***** Dataset excerpts *****
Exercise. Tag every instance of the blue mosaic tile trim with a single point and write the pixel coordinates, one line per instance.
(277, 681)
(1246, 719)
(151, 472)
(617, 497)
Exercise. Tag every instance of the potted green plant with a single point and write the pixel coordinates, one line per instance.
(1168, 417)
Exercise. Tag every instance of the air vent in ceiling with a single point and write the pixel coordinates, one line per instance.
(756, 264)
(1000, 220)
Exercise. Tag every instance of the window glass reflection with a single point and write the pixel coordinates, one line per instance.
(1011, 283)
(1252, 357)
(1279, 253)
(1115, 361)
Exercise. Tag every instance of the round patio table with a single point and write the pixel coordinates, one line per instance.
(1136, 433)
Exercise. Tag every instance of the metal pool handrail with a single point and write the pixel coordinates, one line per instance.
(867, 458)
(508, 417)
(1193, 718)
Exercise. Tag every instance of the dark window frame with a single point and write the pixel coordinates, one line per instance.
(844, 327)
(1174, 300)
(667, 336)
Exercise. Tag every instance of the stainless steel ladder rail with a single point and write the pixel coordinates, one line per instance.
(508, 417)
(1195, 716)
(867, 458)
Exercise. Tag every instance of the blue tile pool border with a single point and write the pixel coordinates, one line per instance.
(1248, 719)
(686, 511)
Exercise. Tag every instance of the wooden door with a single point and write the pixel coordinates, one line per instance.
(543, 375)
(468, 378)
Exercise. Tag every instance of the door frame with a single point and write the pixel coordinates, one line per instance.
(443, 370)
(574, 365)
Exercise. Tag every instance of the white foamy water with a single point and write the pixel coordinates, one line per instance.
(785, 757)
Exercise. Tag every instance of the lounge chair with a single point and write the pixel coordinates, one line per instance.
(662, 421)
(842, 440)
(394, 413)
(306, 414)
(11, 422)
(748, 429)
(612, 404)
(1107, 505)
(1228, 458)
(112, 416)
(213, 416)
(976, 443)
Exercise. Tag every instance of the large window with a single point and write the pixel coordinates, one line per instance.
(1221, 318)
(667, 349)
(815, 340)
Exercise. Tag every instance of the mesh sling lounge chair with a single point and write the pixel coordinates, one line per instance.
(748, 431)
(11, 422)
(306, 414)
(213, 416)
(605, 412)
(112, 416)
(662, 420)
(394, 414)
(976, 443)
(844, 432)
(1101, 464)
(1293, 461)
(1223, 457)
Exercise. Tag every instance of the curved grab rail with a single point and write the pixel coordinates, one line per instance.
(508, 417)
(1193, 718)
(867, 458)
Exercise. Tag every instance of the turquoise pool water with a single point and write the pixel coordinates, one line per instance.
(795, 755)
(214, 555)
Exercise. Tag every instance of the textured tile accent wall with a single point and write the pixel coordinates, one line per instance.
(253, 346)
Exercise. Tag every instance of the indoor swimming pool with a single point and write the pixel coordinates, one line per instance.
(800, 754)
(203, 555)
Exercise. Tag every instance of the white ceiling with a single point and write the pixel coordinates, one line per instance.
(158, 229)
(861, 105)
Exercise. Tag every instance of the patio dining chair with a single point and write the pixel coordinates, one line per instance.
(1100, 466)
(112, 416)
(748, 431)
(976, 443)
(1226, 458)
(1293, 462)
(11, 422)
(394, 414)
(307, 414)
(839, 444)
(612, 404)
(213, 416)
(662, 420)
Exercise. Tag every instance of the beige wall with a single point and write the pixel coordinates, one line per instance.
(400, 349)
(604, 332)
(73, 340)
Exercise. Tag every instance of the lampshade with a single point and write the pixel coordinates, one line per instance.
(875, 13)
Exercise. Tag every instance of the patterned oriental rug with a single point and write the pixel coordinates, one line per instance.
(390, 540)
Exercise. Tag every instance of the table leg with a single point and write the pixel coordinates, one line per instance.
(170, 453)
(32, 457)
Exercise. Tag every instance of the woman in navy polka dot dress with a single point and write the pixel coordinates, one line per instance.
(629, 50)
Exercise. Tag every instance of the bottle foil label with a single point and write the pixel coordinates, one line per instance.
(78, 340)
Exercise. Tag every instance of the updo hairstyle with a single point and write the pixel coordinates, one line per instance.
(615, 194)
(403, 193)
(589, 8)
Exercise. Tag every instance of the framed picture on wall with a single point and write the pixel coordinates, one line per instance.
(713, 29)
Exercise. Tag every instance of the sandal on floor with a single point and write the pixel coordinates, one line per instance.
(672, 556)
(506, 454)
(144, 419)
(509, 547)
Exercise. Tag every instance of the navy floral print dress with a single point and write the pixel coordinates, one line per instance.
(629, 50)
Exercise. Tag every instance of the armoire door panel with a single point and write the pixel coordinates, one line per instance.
*****
**What you will do**
Please write out, exactly as they appear, the lines from the one containing "Exercise. Tag every instance of the woman" through the last line of the records above, and nothing more.

**Task response**
Exercise. Tag every instance of the woman in navy polka dot dress with a single point and write the pixel coordinates, one line per instance.
(629, 50)
Exercise. Tag every instance of the bottle foil label with a single point and write the pixel coordinates, one line per instance.
(78, 340)
Exercise. Tag every instance of the updo hairstyle with a single point and write the pixel coordinates, one line per instance.
(615, 194)
(403, 193)
(589, 8)
Exercise. Tag every instance of the framed picture on wall with a single point and write the pixel coordinates, one line per instance.
(713, 29)
Exercise. Tag every instance of the sandal on floor with a single point and write the pixel coordinates, one line per instance.
(672, 556)
(506, 454)
(144, 419)
(509, 547)
Exercise. Tag every instance of the navy floral print dress with a single point and write the pixel coordinates, one line per instance.
(629, 50)
Exercise. Tag every instance of the armoire door panel with a single point and write the pixel coordinates, one line per instance.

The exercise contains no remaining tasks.